**Task to carry out:** Rewrite all of the material below, changing every "single point" to "single dot" and leaving everything else as it is.

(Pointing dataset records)
****************************************

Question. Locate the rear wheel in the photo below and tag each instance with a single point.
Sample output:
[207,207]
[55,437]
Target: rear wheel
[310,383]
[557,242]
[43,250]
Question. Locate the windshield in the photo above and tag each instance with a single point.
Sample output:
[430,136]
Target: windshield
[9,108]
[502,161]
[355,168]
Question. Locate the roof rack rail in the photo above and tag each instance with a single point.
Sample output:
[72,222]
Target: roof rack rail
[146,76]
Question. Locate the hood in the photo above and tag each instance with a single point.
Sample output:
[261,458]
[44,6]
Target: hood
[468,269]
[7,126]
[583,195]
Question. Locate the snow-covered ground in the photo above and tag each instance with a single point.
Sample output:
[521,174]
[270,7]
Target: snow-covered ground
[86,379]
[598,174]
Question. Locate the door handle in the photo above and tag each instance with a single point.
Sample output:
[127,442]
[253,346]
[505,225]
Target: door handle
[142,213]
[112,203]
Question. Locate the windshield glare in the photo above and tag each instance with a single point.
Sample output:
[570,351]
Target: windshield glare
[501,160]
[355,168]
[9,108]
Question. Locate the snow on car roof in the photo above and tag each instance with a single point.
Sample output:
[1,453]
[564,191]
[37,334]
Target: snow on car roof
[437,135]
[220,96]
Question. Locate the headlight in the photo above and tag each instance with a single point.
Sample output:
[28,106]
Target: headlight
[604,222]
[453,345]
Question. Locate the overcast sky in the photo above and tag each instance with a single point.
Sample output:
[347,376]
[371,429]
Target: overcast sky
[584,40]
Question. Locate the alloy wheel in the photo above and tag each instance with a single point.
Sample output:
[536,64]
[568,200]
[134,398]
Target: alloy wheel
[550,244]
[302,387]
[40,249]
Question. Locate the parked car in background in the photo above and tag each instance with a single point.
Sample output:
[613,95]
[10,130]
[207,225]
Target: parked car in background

****************************************

**Full output:**
Question. Locate the rear wheel in the photo below and tag each instance with a single dot.
Sample output:
[207,207]
[55,437]
Target: rear wheel
[310,383]
[557,242]
[43,250]
Question. Locate the windshield in the photo above and tag each instance with a single dot.
Sample output:
[430,136]
Target: windshield
[9,108]
[502,161]
[355,168]
Question. Locate the roof rack rail in the photo above and tag each instance with a single dot.
Sample output:
[72,222]
Target: roof rack rail
[146,76]
Question. Locate the hood in the photo above and tag each instance with a single dot.
Sample output:
[261,458]
[44,6]
Target: hood
[468,269]
[7,126]
[583,195]
Question. Locate the snow-covered ground in the photo above and tag each instance with a single dot.
Sample output:
[521,174]
[270,7]
Target: snow-covered ground
[86,379]
[598,174]
Question. Locate the door handle in the photo above and tag each instance with a single dot.
Sample output:
[127,442]
[253,346]
[505,225]
Target: door handle
[142,213]
[112,203]
Question. Locate the windshield glare in the photo above and tag each instance with a single dot.
Sample output:
[570,351]
Target: windshield glare
[501,160]
[355,168]
[9,108]
Question. Locate the snow on car roof in the photo above and tag each instance with a single dot.
Sample output:
[1,453]
[564,191]
[37,334]
Target: snow on car roof
[437,135]
[220,96]
Question. Locate the headlight in the photo above and tag each instance with a single dot.
Sample output:
[28,106]
Target: headlight
[604,222]
[453,345]
Question. Locate the overcast sky in the photo above and tag each instance with a single dot.
Sample output:
[347,376]
[371,429]
Target: overcast sky
[584,40]
Question. Locate the alloy wheel in the photo above and tag each instance with a single dot.
Sample output:
[536,64]
[568,200]
[134,398]
Target: alloy wheel
[550,244]
[302,387]
[40,249]
Question. Locate the parked car in background in the photo above and tag each instance with a single dot.
Sample output:
[613,95]
[10,130]
[207,225]
Target: parked car in background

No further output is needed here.